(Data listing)
########################################

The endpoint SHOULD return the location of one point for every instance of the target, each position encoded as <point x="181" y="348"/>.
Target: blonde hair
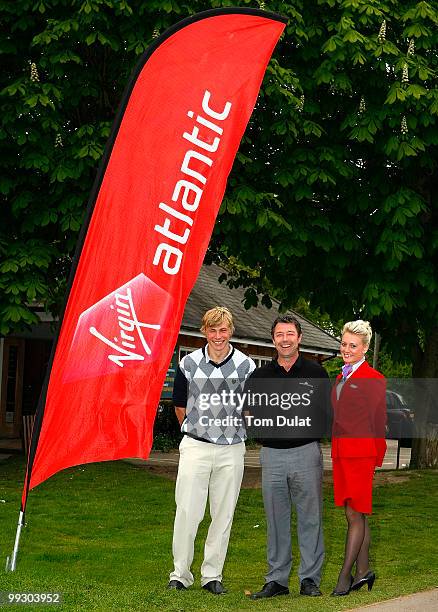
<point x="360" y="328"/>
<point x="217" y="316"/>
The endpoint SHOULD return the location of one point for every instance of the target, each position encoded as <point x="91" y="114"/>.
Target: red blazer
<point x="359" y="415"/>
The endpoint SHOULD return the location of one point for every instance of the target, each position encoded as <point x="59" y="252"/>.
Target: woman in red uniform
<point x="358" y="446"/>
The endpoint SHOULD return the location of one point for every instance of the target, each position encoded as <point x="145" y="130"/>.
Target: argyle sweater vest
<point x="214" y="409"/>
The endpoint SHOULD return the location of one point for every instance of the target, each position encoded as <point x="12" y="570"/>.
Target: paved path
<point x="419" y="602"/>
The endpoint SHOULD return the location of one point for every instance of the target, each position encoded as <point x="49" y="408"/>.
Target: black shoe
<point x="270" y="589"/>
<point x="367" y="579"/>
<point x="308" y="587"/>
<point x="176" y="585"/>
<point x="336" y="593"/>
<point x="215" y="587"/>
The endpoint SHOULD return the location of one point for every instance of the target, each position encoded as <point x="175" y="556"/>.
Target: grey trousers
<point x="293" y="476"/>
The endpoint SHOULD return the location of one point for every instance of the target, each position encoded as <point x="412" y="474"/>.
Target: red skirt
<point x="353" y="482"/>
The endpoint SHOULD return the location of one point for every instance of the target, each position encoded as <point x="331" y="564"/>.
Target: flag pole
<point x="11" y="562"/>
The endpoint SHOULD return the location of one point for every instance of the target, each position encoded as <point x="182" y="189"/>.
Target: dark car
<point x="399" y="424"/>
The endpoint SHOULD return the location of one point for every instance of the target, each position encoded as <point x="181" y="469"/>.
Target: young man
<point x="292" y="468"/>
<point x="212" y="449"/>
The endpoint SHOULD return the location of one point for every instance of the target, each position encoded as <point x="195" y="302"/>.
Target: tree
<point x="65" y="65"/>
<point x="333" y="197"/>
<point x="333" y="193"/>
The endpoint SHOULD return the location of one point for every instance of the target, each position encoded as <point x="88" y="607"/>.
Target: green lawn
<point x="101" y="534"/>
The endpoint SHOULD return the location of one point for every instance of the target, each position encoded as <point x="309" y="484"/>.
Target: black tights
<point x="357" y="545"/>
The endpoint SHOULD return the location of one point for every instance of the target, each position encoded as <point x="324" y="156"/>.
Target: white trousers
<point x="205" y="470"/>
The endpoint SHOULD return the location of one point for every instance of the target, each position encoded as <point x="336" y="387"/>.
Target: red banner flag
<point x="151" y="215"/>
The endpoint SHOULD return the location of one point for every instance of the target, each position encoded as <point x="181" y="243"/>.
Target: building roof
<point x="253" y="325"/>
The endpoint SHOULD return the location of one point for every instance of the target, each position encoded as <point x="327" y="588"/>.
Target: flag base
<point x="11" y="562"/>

########################################

## Request:
Write out the whole listing exactly, and drop the pictures.

## Expected output:
The endpoint SHOULD return the location of one point for every instance of the target, each position encoded as <point x="181" y="348"/>.
Target: blonde hair
<point x="360" y="328"/>
<point x="217" y="316"/>
The endpoint SHOULD return the location of one point for every instance of the target, each position encoded as <point x="91" y="114"/>.
Target: red blazer
<point x="359" y="415"/>
The endpoint SHOULD return the location of one point for every instance of the target, each position encoded as <point x="59" y="252"/>.
Target: woman in red uniform
<point x="358" y="446"/>
The endpoint SHOULD return the location of one point for every instance of the target, each position encoded as <point x="145" y="130"/>.
Target: argyle sweater vest
<point x="214" y="409"/>
The endpoint SHOULD return the location of one point for every instance of the target, each position encoded as <point x="12" y="570"/>.
Target: paved path
<point x="419" y="602"/>
The endpoint SHOULD return the location of one point for every instance of the target, each position encoded as <point x="49" y="408"/>.
Target: black shoe
<point x="270" y="589"/>
<point x="367" y="579"/>
<point x="308" y="587"/>
<point x="176" y="585"/>
<point x="336" y="593"/>
<point x="215" y="587"/>
The endpoint SHOULD return the location of one point for every instance of the target, each position encoded as <point x="175" y="556"/>.
Target: grey trousers
<point x="293" y="476"/>
The endpoint SHOULD return the location of one point for every instance of the target, each position encoded as <point x="412" y="474"/>.
Target: red skirt
<point x="353" y="482"/>
The endpoint SHOULD return the location of one point for every instance of the target, each position encoded as <point x="331" y="564"/>.
Target: flag pole
<point x="11" y="562"/>
The endpoint SHOULD return the location of one point for every instance of the target, each position encoded as <point x="182" y="189"/>.
Target: dark car
<point x="399" y="424"/>
The endpoint SHOULD return the location of one point for every instance of the target, each position encoded as <point x="181" y="469"/>.
Target: young man
<point x="292" y="468"/>
<point x="212" y="449"/>
The endpoint SHOULD return the location of one point for every instance of the target, each position encoded as <point x="195" y="302"/>.
Target: tree
<point x="65" y="65"/>
<point x="333" y="197"/>
<point x="333" y="193"/>
The endpoint SHOULD return the location of one point for every instance of the target, each position encoded as <point x="88" y="607"/>.
Target: green lawn
<point x="101" y="534"/>
The endpoint SHOULD return the location of one point for every instance of the target, each position encoded as <point x="309" y="484"/>.
Target: black tights
<point x="357" y="545"/>
The endpoint SHOULD return the location of one point for every instance of the target, each position encoded as <point x="324" y="156"/>.
Target: white trousers
<point x="205" y="470"/>
The endpoint SHOULD return the location of one point for every instance of the target, each position encoded as <point x="336" y="387"/>.
Target: red banner flag
<point x="151" y="215"/>
The endpoint SHOULD return the location of one point for every instance of the target, each position encoded as <point x="181" y="243"/>.
Target: building roof
<point x="253" y="325"/>
The endpoint SHOULD return the location of one point for every instance of the target, each position encoded as <point x="327" y="588"/>.
Target: flag base
<point x="11" y="562"/>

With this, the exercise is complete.